EXCERPTED TEXT »
○ ○ ○
As illustrated in Table 8, income is found to have no association with ‘too
far’, ‘too expensive’, ‘lack of trust’ and ‘lack of money’. Instead, ‘religious
reasons’ and ‘family member’ seem to have an impact on the individuals in the
third and fourth income quintiles, but in opposite directions. In particular, the
positive coefficient estimates of INC3 and INC4 in Model (VII) indicate that
another family member having an account represents a barrier to financial
inclusion for the middle income individuals and 20 percent of individuals just
below the richest segment. On the contrary, religious concerns seem to be less
problematic for the individuals in the third and fourth income quintiles.
Moreover, the results displayed in Model (III) suggest that documentation
requirements do not play an important role in explaining financial exclusion, as
the dummy variable for INC4 is significantly negative. Considering ‘no need for
financial services’, estimation results as regards with income seem to be quite
mixed in terms of significance, as the dummy variables for INC2 and INC4 are
positive and statistically significant, whereas INC1 and INC3 are reported as
statistically insignificant. Hence, these results render any solid conclusions
skeptical for that case.
○ ○ ○
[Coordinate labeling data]
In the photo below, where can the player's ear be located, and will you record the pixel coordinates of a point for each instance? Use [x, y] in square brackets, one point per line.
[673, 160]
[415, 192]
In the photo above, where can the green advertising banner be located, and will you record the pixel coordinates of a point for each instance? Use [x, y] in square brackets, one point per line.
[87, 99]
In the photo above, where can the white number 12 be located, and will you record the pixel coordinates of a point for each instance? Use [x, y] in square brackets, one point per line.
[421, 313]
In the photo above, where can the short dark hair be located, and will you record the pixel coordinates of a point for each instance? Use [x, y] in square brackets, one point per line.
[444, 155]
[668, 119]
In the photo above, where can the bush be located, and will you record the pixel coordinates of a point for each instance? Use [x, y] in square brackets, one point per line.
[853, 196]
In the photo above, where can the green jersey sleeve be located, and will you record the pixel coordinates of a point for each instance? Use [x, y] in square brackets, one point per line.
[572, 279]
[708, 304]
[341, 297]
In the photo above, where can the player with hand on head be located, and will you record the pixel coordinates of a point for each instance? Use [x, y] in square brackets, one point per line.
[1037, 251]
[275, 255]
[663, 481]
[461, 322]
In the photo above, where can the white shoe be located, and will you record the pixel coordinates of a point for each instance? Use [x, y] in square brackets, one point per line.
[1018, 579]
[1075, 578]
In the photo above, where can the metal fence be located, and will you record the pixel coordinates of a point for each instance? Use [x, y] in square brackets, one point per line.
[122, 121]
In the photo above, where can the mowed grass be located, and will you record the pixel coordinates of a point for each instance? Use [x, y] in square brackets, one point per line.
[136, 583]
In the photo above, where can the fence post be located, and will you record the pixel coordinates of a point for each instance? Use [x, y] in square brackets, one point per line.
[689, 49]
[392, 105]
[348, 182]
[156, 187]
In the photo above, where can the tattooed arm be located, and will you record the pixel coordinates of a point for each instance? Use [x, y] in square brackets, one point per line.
○ ○ ○
WHAT YOU WILL DO »
(A) Answer these questions using the excerpt on income and financial exclusion:
(i) Which four reasons are stated to have no association with income?
(ii) In which model do the positive coefficient estimates of INC3 and INC4 appear?
(iii) For "no need for financial services," which income dummy variables are positive and statistically significant?
(B) Quote the passage of the excerpt on income and financial exclusion that starts with "Moreover, the results" and goes on through "for that case.".
(C) Continue the discussion of income and financial exclusion from the point where it stops.

ANSWERS »
(A)
(i) "Too far," "too expensive," "lack of trust" and "lack of money."
(ii) Model (VII).
(iii) INC2 and INC4.

(B)
Moreover, the results displayed in Model (III) suggest that documentation
requirements do not play an important role in explaining financial exclusion, as
the dummy variable for INC4 is significantly negative. Considering ‘no need for
financial services’, estimation results as regards with income seem to be quite
mixed in terms of significance, as the dummy variables for INC2 and INC4 are
positive and statistically significant, whereas INC1 and INC3 are reported as
statistically insignificant. Hence, these results render any solid conclusions
skeptical for that case.

(C)
Overall, these findings altogether point out that the involuntary self-
reported barriers of ‘too far’ and ‘lack of trust’ appear to have no association with
any of the individual attributes. Among individual characteristics, gender
emerged as the most significant characteristic in explaining reasons for not
having a formal account, whereas age is only found to have an impact on
religious concerns. Furthermore, education and income appear to be associated
with different motives for financial exclusion. In sum, it seems that each one
these individual characteristics appears to be significant in explaining different
voluntary and involuntary self-reported barriers behind financial exclusion in
Turkey, which could provide useful insights for policy building.
Conclusion
According to the World Bank Global Findex data, the proportion of
Turkish adult population who had an account at the formal financial institution
stands at 68 percent in 2017. While this figure stands close to the world average
of 67 percent, it is remarkably low when compared with that of most of the OECD
member countries and the average of upper middle income countries. Evidently,
a better understanding of the level and determinants of financial inclusion in
Turkey is at utmost importance to expand financial services to all and facilitate
further development goals.
Ekin Ayşe Özşuca Financial Inclusion in Turkey: Evidence from Individual Level Data
21
As for the Turkish economy, there are just a couple of papers that focus on
financial inclusion issue. In this regard, this study aims to contribute to the scant
literature on financial inclusion in Turkey by placing special emphasis on how
individual attributes impinge on different dimensions of financial inclusion and
on barriers among the financially excluded population. Using 2017 Global
Findex data set, a multivariate probit analysis is utilized to explore the predictive
power of several factors on financial inclusion.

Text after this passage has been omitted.